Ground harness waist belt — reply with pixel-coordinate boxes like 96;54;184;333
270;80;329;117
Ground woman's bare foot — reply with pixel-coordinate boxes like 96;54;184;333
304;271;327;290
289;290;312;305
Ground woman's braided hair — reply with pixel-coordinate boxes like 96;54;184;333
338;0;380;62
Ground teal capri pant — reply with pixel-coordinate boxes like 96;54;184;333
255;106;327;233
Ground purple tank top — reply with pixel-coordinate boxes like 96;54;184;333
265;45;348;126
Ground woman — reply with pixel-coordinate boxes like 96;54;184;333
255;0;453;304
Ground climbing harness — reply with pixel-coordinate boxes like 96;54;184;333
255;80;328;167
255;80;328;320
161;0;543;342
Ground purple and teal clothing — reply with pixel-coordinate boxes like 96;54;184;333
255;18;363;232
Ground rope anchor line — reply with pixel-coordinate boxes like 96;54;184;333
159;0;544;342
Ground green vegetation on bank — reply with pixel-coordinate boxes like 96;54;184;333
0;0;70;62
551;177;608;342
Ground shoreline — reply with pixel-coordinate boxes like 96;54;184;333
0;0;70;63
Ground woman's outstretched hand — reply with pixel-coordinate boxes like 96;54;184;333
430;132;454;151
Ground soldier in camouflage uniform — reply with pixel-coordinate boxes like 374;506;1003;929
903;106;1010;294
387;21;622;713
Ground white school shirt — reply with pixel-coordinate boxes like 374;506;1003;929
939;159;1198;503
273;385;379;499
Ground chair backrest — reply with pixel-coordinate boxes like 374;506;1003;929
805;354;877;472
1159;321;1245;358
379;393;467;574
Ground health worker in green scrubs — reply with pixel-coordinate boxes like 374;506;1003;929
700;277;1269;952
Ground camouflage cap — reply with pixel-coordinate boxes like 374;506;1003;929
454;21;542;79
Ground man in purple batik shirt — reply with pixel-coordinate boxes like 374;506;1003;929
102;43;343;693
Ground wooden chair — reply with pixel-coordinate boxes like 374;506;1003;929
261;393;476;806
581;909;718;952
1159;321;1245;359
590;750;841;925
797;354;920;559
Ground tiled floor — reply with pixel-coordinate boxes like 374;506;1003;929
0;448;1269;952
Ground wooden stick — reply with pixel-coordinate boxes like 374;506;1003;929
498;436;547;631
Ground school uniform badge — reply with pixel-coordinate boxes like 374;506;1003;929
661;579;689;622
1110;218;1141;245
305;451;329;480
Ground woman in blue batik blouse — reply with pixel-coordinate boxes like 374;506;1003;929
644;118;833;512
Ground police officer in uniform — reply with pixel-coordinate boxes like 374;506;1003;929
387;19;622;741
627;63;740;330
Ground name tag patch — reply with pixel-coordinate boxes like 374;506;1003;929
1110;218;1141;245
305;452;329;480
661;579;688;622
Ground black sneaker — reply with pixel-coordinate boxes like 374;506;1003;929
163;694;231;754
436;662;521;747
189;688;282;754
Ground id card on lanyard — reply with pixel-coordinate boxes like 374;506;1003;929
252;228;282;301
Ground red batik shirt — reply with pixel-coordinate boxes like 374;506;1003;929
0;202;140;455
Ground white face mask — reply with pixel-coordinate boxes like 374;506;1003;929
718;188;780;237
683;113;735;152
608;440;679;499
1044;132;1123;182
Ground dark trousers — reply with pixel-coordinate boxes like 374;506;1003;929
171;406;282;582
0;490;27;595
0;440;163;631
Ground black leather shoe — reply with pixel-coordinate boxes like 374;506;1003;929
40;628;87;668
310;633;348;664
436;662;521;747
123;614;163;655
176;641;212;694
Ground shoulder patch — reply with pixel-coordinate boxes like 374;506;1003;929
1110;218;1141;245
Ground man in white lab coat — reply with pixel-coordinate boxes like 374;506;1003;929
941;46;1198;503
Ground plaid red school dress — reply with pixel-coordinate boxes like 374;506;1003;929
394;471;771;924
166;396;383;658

______________________________

### What you are asked to do
Recast every line above as a Markdown table with two columns, No. and Text: put each line's sequence number under No. and the line itself under Text, and omit blank lines.

### Output
| No. | Text |
|---|---|
| 1 | Ground harness waist belt — reply with pixel-coordinate boxes like 96;54;184;333 |
| 2 | 270;80;329;117 |
| 3 | Ground woman's bare foot — reply with pixel-coordinate boxes like 96;54;184;333 |
| 4 | 304;271;327;290 |
| 5 | 289;290;312;305 |
| 6 | Ground woman's braided hair — reply with pixel-coordinate boxes like 96;54;184;333 |
| 7 | 338;0;380;62 |
| 8 | Ground teal capri pant — reply with pixel-coordinate boxes like 96;54;184;333 |
| 9 | 255;106;327;233 |
| 10 | Ground purple tank top — reply with pixel-coordinate boxes like 96;54;184;333 |
| 11 | 265;45;348;126 |
| 12 | Ground woman — reply with pixel-coordinate boxes like 96;54;184;333 |
| 13 | 255;0;453;304 |
| 14 | Ground climbing harness — reply with pixel-coordinate boxes like 96;54;184;333 |
| 15 | 255;80;328;167 |
| 16 | 255;80;328;320 |
| 17 | 161;0;543;342 |
| 18 | Ground purple and teal clothing — reply with pixel-coordinate boxes like 96;54;184;333 |
| 19 | 255;18;363;232 |
| 20 | Ground rope anchor line — reply with pixel-coordinate boxes like 96;54;184;333 |
| 21 | 159;0;544;342 |
| 22 | Ground green vegetation on bank — reply with pixel-coordinate boxes like 96;54;184;333 |
| 23 | 0;0;70;62 |
| 24 | 551;177;608;342 |
| 25 | Ground shoreline — reply with pixel-coordinate boxes like 96;54;184;333 |
| 26 | 0;0;70;63 |
| 27 | Ground woman's outstretched hand — reply with pixel-coordinate boxes like 96;54;184;333 |
| 28 | 430;132;454;151 |
| 29 | Ground soldier in camouflage uniform — reply with pixel-coordinate boxes like 374;506;1003;929 |
| 30 | 903;106;1010;294 |
| 31 | 387;21;622;713 |
| 32 | Ground white school shirt — reply with pixel-coordinate boxes like 374;506;1003;929 |
| 33 | 939;159;1198;503 |
| 34 | 273;385;379;499 |
| 35 | Ground chair backrest — reply with pixel-coordinate boxes like 374;506;1003;929 |
| 36 | 805;354;877;472 |
| 37 | 1159;321;1245;358 |
| 38 | 379;393;467;574 |
| 39 | Ground health worker in green scrubs — reply with pixel-coordinate boxes like 374;506;1003;929 |
| 40 | 700;277;1269;952 |
| 41 | Ground camouflage cap — reply with pixel-coordinate boxes like 374;506;1003;929 |
| 42 | 454;21;542;79 |
| 43 | Ground man in purple batik shirt — reply with pixel-coordinate boxes like 374;506;1003;929 |
| 44 | 102;43;343;693 |
| 45 | Ground wooden chair — reply with pixel-coordinate boxes like 374;506;1003;929 |
| 46 | 261;393;476;806 |
| 47 | 581;909;718;952 |
| 48 | 1159;321;1245;359 |
| 49 | 590;750;841;925 |
| 50 | 797;354;920;559 |
| 51 | Ground tiled floor — reply with pixel-coordinate boxes like 374;506;1003;929 |
| 52 | 0;448;1269;952 |
| 53 | Ground wooden stick — reply with pixel-coordinate boxes like 374;506;1003;929 |
| 54 | 498;436;547;631 |
| 55 | Ground school uniform badge — reply with pixel-coordinate boxes like 374;506;1003;929 |
| 56 | 661;579;689;622 |
| 57 | 1110;218;1141;245 |
| 58 | 305;451;329;480 |
| 59 | Ground woman in blue batik blouse — reply with pixel-coordinate boxes like 374;506;1003;929 |
| 60 | 644;118;833;512 |
| 61 | Ground police officer in uniform — reply with pixel-coordinate boxes like 374;506;1003;929 |
| 62 | 387;19;622;741 |
| 63 | 627;63;740;330 |
| 64 | Ground name tag patch — reply with pixel-coordinate boxes like 374;506;1003;929 |
| 65 | 1110;218;1141;245 |
| 66 | 305;452;329;480 |
| 67 | 661;579;688;622 |
| 68 | Ground black sneaker — reply with pixel-coordinate boxes like 374;506;1003;929 |
| 69 | 163;694;231;754 |
| 70 | 436;662;521;747 |
| 71 | 189;688;282;754 |
| 72 | Ground id card on lanyard — reply with pixel-coordinate boxes like 374;506;1003;929 |
| 73 | 252;228;282;301 |
| 74 | Ground red batik shirt — reply with pixel-coordinate boxes like 374;506;1003;929 |
| 75 | 0;202;140;455 |
| 76 | Ground white face mask — reply with pixel-coordinate boxes like 374;506;1003;929 |
| 77 | 718;188;780;237 |
| 78 | 683;113;735;152 |
| 79 | 608;440;679;499 |
| 80 | 1044;132;1123;182 |
| 81 | Ground dark trousers — reply with pixel-coordinate boxes like 374;506;1003;929 |
| 82 | 171;406;282;582 |
| 83 | 0;490;27;595 |
| 84 | 0;440;163;631 |
| 85 | Ground black leather shoe — reply with pixel-coordinate boxes like 374;506;1003;929 |
| 86 | 40;628;87;668 |
| 87 | 310;633;348;664 |
| 88 | 436;662;521;747 |
| 89 | 123;614;163;655 |
| 90 | 176;641;212;694 |
| 91 | Ground shoulder patch — reply with pixel-coordinate boxes like 374;506;1003;929 |
| 92 | 1110;218;1141;245 |
| 93 | Ground man in white lab coat — reply with pixel-coordinate boxes like 374;506;1003;929 |
| 94 | 941;46;1198;503 |
| 95 | Ground plaid red school dress — reply with pixel-coordinate boxes like 374;506;1003;929 |
| 96 | 394;471;771;924 |
| 97 | 166;396;383;658 |